* _Data to use_
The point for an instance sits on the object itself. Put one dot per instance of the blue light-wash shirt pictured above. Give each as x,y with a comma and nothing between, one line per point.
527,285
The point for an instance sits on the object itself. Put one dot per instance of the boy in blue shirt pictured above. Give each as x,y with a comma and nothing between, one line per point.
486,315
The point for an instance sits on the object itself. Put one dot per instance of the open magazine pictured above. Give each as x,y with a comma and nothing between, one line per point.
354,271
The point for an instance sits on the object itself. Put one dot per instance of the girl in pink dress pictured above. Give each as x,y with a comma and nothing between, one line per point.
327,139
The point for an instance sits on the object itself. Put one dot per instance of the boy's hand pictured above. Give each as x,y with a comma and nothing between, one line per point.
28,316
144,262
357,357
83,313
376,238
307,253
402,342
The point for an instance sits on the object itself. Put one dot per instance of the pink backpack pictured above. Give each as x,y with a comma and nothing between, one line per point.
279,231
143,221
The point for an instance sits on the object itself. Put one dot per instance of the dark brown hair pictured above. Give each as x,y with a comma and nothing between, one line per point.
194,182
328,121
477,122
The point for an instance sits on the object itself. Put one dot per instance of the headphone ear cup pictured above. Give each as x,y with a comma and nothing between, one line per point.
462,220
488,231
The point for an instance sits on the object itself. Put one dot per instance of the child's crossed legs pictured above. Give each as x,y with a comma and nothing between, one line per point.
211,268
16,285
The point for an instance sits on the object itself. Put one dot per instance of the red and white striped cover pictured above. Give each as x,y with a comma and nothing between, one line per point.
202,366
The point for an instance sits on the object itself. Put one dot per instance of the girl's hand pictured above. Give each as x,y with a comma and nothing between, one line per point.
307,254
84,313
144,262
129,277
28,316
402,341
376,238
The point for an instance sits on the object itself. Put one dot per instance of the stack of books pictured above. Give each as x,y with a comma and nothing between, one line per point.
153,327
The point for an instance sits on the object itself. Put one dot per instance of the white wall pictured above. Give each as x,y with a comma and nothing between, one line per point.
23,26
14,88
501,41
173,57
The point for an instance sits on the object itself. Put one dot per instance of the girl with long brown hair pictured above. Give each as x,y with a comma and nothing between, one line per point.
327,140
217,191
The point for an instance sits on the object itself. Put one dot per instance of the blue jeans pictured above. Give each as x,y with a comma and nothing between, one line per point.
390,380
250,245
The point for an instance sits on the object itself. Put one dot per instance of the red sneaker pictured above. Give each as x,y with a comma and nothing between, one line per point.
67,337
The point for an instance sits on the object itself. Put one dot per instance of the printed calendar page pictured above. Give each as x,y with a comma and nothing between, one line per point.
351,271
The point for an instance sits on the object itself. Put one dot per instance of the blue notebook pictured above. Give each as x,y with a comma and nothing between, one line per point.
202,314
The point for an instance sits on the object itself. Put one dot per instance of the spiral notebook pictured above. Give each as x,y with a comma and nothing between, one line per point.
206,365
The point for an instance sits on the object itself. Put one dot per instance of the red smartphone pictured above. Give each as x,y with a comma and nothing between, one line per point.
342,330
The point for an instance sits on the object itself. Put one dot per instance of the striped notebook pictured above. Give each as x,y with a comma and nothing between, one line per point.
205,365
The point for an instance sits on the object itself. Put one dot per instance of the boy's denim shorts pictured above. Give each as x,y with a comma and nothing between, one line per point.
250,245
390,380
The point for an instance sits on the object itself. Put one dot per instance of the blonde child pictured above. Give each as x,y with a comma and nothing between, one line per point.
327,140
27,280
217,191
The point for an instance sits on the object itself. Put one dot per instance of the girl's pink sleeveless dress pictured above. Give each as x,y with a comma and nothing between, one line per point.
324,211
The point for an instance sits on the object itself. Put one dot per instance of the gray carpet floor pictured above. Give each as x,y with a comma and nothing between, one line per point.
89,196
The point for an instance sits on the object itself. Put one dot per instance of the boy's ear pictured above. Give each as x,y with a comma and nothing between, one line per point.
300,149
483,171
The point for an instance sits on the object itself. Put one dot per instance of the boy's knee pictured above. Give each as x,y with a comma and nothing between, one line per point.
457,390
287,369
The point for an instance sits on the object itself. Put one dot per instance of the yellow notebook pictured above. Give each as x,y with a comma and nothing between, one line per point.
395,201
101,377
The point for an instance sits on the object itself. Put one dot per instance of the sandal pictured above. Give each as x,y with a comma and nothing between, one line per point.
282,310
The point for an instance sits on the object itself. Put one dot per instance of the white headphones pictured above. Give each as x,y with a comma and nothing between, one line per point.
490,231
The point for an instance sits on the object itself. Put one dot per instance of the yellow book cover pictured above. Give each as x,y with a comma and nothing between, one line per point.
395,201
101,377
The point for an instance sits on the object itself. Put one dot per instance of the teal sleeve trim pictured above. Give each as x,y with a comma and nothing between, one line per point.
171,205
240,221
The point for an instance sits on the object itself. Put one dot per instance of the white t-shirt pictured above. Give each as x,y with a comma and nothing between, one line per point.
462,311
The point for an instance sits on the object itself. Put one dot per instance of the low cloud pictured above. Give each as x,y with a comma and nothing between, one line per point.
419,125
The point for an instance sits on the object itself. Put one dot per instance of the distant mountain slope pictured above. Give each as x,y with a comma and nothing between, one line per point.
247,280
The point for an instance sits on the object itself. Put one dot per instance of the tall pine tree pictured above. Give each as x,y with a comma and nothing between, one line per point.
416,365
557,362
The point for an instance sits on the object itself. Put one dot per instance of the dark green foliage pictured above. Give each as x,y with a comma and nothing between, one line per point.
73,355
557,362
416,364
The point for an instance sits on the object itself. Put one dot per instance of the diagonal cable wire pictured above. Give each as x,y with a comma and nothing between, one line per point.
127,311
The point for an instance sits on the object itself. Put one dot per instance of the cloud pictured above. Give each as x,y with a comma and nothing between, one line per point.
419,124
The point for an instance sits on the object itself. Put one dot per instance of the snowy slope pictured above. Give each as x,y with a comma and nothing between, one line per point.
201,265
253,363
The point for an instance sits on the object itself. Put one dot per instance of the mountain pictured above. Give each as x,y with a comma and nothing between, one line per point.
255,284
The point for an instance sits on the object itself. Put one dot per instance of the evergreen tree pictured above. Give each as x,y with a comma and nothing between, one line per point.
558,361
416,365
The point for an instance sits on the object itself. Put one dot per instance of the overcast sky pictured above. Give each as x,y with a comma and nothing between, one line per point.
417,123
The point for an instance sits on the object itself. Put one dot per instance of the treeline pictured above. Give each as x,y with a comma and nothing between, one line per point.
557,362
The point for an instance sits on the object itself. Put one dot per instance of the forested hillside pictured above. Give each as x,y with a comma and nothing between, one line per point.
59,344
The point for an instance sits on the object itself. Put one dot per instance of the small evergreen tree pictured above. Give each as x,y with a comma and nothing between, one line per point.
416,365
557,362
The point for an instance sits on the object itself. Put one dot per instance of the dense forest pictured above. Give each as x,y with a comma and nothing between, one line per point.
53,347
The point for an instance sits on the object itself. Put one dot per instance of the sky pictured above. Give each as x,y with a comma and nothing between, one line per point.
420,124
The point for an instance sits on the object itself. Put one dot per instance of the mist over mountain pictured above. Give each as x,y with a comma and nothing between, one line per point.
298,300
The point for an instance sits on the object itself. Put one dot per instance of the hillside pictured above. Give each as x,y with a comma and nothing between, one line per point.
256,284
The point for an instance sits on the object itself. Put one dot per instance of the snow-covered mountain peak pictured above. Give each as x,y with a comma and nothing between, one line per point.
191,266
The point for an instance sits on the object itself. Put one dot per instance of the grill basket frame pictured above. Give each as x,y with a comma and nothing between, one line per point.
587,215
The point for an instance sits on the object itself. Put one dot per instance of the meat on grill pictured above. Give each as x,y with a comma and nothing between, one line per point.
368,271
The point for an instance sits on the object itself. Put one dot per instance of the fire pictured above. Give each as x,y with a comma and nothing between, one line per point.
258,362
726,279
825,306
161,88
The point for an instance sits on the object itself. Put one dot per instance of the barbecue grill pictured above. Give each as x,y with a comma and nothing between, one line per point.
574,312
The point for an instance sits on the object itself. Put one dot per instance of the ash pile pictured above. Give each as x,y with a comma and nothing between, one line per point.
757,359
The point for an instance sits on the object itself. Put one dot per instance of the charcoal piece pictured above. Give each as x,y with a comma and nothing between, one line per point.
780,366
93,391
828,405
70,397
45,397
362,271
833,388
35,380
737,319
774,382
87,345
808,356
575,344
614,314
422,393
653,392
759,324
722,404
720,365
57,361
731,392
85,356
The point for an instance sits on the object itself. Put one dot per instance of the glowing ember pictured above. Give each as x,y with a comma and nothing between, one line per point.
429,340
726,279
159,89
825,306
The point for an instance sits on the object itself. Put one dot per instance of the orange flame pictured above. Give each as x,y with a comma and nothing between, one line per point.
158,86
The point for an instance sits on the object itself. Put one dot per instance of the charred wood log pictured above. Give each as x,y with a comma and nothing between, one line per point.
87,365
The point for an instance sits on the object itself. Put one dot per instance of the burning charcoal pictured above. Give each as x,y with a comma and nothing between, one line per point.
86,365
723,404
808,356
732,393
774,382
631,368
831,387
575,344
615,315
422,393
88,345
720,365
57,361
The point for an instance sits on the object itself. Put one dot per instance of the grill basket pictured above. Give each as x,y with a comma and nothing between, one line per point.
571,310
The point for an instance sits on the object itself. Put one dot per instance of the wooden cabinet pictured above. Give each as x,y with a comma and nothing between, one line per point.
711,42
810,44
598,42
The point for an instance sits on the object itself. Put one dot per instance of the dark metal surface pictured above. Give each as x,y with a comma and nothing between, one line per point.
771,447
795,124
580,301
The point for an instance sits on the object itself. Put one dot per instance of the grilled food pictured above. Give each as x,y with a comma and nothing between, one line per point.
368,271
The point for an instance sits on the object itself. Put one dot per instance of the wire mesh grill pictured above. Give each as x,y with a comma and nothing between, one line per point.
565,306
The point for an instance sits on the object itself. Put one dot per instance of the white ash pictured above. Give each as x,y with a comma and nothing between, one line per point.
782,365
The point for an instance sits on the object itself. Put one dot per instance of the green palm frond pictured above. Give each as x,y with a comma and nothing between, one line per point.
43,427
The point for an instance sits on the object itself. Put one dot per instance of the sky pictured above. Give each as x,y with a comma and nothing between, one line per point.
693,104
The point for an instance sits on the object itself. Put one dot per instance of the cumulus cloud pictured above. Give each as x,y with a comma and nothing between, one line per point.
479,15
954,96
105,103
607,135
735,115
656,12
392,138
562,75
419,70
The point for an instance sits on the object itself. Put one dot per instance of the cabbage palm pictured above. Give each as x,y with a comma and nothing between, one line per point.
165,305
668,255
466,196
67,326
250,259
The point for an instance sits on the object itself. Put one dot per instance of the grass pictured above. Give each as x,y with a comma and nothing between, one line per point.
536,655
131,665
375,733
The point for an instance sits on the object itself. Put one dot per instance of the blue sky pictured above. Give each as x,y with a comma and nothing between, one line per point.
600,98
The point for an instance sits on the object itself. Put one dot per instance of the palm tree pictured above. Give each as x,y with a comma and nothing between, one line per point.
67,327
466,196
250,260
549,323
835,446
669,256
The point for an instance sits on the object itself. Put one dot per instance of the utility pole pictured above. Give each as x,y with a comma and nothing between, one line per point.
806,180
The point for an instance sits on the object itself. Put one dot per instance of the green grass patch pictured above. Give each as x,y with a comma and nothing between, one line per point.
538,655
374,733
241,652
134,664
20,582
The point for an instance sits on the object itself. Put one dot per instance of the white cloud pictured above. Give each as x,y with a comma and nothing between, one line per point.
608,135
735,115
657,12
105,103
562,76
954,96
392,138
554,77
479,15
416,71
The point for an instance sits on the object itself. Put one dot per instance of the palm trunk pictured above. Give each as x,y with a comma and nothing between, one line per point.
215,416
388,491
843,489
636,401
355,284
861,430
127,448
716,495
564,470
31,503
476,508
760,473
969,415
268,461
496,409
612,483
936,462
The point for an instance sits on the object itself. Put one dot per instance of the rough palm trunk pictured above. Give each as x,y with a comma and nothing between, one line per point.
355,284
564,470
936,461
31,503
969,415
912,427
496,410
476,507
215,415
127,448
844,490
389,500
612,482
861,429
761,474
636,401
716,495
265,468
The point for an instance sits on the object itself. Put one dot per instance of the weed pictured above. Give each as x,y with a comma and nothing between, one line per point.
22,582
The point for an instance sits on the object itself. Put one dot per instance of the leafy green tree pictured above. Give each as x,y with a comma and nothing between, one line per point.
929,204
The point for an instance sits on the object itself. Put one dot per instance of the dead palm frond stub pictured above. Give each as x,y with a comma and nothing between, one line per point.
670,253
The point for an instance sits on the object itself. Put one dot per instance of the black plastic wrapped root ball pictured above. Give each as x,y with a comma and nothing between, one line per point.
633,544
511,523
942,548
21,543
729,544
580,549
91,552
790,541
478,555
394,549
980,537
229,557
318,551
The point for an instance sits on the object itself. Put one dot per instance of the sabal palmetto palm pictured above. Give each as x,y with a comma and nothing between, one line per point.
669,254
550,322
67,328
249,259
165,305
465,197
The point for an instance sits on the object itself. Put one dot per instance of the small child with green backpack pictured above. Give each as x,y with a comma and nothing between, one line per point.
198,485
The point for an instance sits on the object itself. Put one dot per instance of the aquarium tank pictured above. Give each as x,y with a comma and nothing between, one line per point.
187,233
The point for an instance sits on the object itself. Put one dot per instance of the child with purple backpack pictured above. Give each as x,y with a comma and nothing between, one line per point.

* _Exercise details_
Write out exactly the lines from the line with "of the weed" to the close of the listing above, including both of those lines.

* _Output below_
The point for an instance sits on the object itself. Put one dot per instance of the weed pictured above. Give each as x,y with a comma and nothing between, one line per point.
22,582
The point for an instance sits on the object itself. Put one dot per instance of the leafy green tree pictured above. Give each as x,y with a comma and nothing between, one line per point.
929,204
The point for an instance sits on the object itself. Put one dot per instance of the dead palm frond stub pictured above. Give each as x,y with a comma and nothing between, one line per point.
670,253
The point for an instance sits on the object itself. Put one dot per instance of the black plastic wrapped root ball pictured above. Give each as x,y with a comma and nothing between, one line per point.
633,544
511,523
942,548
21,543
729,544
580,549
91,552
790,541
478,555
394,549
980,537
229,557
318,551
The point for an instance sits on the object itself. Put one dot per instance of the sabal palmetto palm pictured above. Give each as x,y with a comma and nothing between, one line per point.
669,254
550,322
67,328
249,259
165,305
465,197
The point for an instance sits on the object itself. Put one dot per instance of the small child with green backpack pictured above. Give each as x,y with a comma and nothing between, one line per point.
198,485
The point for an instance sits on the object itself. Put one dot per instance of the aquarium tank pictured above. Give each as x,y with a comma and nothing between, one line per point.
187,233
The point for an instance sits on the object itself. Put one dot per instance of the child with purple backpack pictured above. Give each as x,y with a comma and nothing between, one line per point.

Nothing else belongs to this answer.